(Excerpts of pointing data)
###

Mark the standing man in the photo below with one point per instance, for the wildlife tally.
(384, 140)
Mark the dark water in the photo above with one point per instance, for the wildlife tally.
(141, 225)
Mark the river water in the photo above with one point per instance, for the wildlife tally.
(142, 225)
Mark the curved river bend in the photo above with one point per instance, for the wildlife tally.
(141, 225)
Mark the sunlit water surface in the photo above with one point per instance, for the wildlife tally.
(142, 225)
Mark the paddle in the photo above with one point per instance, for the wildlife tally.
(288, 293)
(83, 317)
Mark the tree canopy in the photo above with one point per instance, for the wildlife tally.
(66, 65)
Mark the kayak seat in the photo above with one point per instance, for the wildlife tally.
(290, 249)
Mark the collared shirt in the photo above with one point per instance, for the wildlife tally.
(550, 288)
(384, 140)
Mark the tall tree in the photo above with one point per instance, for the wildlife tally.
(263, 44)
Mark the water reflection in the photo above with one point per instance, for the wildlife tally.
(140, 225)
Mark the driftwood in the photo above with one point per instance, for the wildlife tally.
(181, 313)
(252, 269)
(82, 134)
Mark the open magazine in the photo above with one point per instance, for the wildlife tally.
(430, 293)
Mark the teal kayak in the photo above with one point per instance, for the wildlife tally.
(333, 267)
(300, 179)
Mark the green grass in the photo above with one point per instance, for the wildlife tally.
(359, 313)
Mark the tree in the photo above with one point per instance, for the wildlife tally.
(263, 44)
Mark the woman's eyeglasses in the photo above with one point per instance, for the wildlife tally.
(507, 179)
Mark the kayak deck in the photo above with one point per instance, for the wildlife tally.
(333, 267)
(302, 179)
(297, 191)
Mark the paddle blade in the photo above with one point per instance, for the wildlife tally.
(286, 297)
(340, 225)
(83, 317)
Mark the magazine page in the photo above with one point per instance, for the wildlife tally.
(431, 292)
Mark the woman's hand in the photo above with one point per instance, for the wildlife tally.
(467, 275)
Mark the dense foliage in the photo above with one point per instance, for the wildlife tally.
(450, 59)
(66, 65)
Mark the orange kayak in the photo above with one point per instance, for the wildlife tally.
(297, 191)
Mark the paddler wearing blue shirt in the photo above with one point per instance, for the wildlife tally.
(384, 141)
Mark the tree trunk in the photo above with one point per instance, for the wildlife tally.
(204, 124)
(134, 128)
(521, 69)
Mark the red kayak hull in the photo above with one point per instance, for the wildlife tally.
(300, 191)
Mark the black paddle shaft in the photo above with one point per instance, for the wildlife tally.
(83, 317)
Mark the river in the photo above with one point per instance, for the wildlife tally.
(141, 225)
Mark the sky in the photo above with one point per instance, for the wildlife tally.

###

● To be done:
Copy out the part of the records that opens with the line containing "Mark the open" and runs through the end of the records, requests included. Shift each answer coordinate by adding 128 to every number.

● Solved exercise:
Mark the open magazine in the photo above with one point per instance, for the wildlife tally.
(558, 421)
Mark the teal kayak in the photo above with one point per instance, for the wildlife tally.
(461, 395)
(428, 307)
Mark the green grass in the photo above with one point per instance, for the wildlife tally.
(487, 441)
Mark the tree in the photo above with one point per instance, for the wildlife tally.
(391, 172)
Mark the woman's eyeglasses in the photo above with one point per instance, for the wildlife tally.
(635, 307)
Mark the kayak deck in the photo above with one point per instance, for the wildlife tally.
(461, 395)
(430, 307)
(425, 319)
Mark the paddle blade in the photo above with one point per instance, for the wildlife tally.
(414, 425)
(468, 353)
(211, 445)
Mark the magazine page in the photo above with one point per instance, for the wildlife tally.
(559, 420)
Mark the woman's hand in the photo above with one point per instance, for the wildlife tally.
(595, 403)
Mark the dense foliage in the photo above with one point per instance, for the wildlife tally.
(578, 187)
(194, 193)
Mark the orange kayak in the photo above with one point per instance, for the wildlife tally.
(425, 319)
Mark the paddler wearing blue shirt in the photo above with one point per instance, for the wildlife tally.
(512, 269)
Mark the tree trunk in the photo above with one point per instance, for the wildlife tally.
(332, 252)
(262, 256)
(649, 197)
Mark the red kayak hull in the photo above with one point per instance, for the wildlife tally.
(428, 319)
Mark the black paddle shaft in the photo above with one point per instance, for the wildlife tally.
(211, 445)
Mark the river in the photo above with one point per instance, for the wildlife tally.
(269, 353)
Mark the sky in the photo above with one point per instance, for the wildlife tally.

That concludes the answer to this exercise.